Sunulan metin:
+-------+

Emre Taşkıran: Dünüm bugünümle eşit olmasın, tek derdim bu!

Emre Taşkıran: Dünüm bugünümle eşit olmasın, tek derdim bu!
Fotoğraflar: Emre Yunusoğlu
Aslında onun inanmadığı bir şekilde yani tesadüf eseri tanıştık Emre’yle (Taşkıran). Ve sohbetimizin daha ilk 10 dakikasında “Acaba, aynı ortaokulda mı okumuştuk? Yoksa yazlıktan mı tanıyorum?” demeye başladım. Çünkü karşımdaki kişi kendi dünyasının kapılarını aralayıp seni kaptan köşküne davet edenlerden. “Seninle bu röportajı yapmak için altı yıl bekledim” diyecek kadar da duygusal ve her şeyin zamanı olduğuna inanan biri. Tabii “Hayırlısı be gülüm!” mecazına başvuracak kadar da kaderci değil. Aksine turizm otelciliği bitirmek için staj yaptığı otelde bir ay boyunca her vardiya arasında sahneye çıkıp tirat çalışanlardan ya da gece saat 1’de hocasının kapısını çalıp o uyurken saatlerce kütüphanede oyun ezberleyen birinden söz ediyoruz.

+-------+

İstenen:
Emre Taşkıran hakkındaki yukarıdaki metni eksiksiz ve hiçbir değişiklik yapmadan yeniden yazın.

Verilen bilgiler:
+-------+

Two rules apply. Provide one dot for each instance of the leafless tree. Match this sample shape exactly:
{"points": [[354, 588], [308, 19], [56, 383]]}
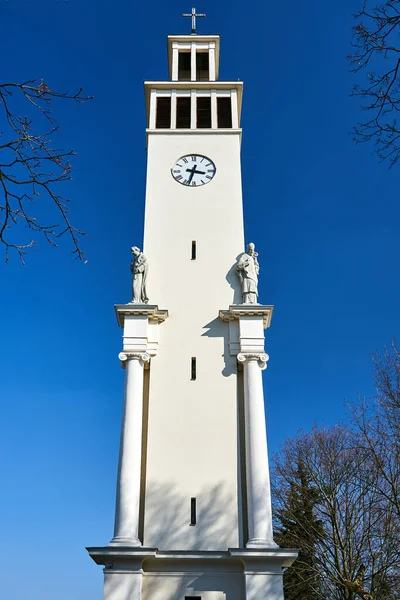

+-------+

Alıştırma çıktısı:
Emre Taşkıran: Dünüm bugünümle eşit olmasın, tek derdim bu!

Emre Taşkıran: Dünüm bugünümle eşit olmasın, tek derdim bu!
Fotoğraflar: Emre Yunusoğlu
Aslında onun inanmadığı bir şekilde yani tesadüf eseri tanıştık Emre’yle (Taşkıran). Ve sohbetimizin daha ilk 10 dakikasında “Acaba, aynı ortaokulda mı okumuştuk? Yoksa yazlıktan mı tanıyorum?” demeye başladım. Çünkü karşımdaki kişi kendi dünyasının kapılarını aralayıp seni kaptan köşküne davet edenlerden. “Seninle bu röportajı yapmak için altı yıl bekledim” diyecek kadar da duygusal ve her şeyin zamanı olduğuna inanan biri. Tabii “Hayırlısı be gülüm!” mecazına başvuracak kadar da kaderci değil. Aksine turizm otelciliği bitirmek için staj yaptığı otelde bir ay boyunca her vardiya arasında sahneye çıkıp tirat çalışanlardan ya da gece saat 1’de hocasının kapısını çalıp o uyurken saatlerce kütüphanede oyun ezberleyen birinden söz ediyoruz.